▶ **Instructions for the task**: Rewrite everything from the start of the entries down to the line containing "[(94, 142), (311, 112), (186, 125), (252, 114), (249, 112)]", with "Recorded points" changed to "Logged points" and nothing else altered. Leave out the pictures and reproduce no other lines.
★ ★ ★ ★
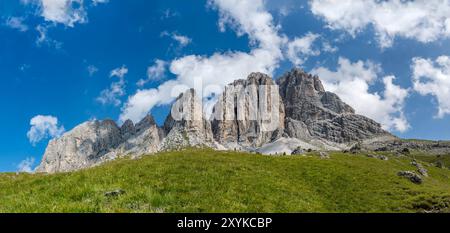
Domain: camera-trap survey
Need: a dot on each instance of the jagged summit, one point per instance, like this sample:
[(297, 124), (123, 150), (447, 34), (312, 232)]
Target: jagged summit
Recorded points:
[(249, 112), (186, 125), (313, 112), (253, 114)]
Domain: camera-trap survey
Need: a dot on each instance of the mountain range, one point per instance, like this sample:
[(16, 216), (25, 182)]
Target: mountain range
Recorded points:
[(256, 114)]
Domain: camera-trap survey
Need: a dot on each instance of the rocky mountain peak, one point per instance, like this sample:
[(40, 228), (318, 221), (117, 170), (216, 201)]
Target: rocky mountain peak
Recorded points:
[(312, 112), (249, 112), (252, 114), (186, 125), (127, 129), (147, 122)]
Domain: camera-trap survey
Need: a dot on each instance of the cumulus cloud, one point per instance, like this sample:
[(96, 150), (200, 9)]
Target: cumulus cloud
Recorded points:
[(182, 40), (44, 127), (16, 23), (116, 90), (92, 70), (209, 74), (155, 72), (422, 20), (67, 12), (352, 81), (44, 39), (433, 78), (26, 165), (301, 48), (96, 2)]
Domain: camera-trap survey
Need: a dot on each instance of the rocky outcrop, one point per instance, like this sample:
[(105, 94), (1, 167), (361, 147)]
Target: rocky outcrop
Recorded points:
[(82, 147), (313, 112), (253, 114), (94, 142), (249, 112), (186, 125)]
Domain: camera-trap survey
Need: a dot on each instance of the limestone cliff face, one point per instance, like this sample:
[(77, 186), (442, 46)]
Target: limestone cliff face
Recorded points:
[(94, 142), (311, 112), (186, 125), (252, 114), (249, 112)]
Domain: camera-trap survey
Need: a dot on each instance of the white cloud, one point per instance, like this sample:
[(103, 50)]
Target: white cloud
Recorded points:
[(119, 72), (154, 72), (96, 2), (67, 12), (116, 90), (300, 49), (16, 23), (422, 20), (43, 127), (182, 40), (26, 165), (433, 78), (214, 72), (351, 82), (92, 70), (43, 38)]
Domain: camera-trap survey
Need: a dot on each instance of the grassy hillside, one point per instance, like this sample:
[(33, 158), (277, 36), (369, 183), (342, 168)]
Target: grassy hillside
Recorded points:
[(211, 181)]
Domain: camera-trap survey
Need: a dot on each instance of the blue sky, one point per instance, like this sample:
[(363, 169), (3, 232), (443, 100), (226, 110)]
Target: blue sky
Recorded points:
[(63, 62)]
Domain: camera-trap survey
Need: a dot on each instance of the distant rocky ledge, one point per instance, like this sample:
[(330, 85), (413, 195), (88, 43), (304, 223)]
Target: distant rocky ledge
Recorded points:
[(254, 114)]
★ ★ ★ ★
▶ **Expected answer**:
Domain: camera-trap survey
Need: a dot on each instance of the jagged summit, one point per instance, like this sample:
[(297, 124), (123, 150), (447, 34), (312, 232)]
Target: jagged summit
Logged points:
[(249, 112), (186, 125), (313, 112), (253, 114)]
Domain: camera-trap survey
Need: a dot on each instance of the mountain range, one point per instance, like this sample:
[(16, 216), (25, 182)]
Target: mountain range
Logged points:
[(256, 114)]
Domain: camera-trap survey
Need: a dot on each instance of the rocky mountain peak, one point per instance, like this sample:
[(40, 228), (318, 221), (117, 170), (216, 201)]
Target: rocky mountain peak
Logged points:
[(312, 112), (249, 112), (252, 114), (186, 125), (127, 129), (147, 122)]
Domain: camera-trap survey
Need: a dot on each instance of the cumulus cloud, one point per instance, like this sample:
[(96, 150), (200, 9)]
Target: cumulus cloud
Logged points:
[(182, 40), (44, 127), (16, 23), (116, 90), (92, 70), (209, 74), (155, 72), (422, 20), (67, 12), (352, 81), (44, 39), (433, 78), (26, 165), (301, 48), (96, 2)]
Domain: camera-trap survey
Need: a dot on each instance of the rocky outcrop, one point per instance, like this sample:
[(105, 94), (1, 167), (361, 147)]
Target: rocky outcrop
Logged points:
[(82, 147), (313, 112), (253, 114), (94, 142), (249, 112), (186, 125)]
Domain: camera-trap survey
Need: a dot on each instance of the limestone cliff face, one point per instance, like this sample:
[(77, 186), (442, 46)]
Target: limestone cliff face
Logged points:
[(94, 142), (311, 112), (186, 125), (252, 114), (249, 112)]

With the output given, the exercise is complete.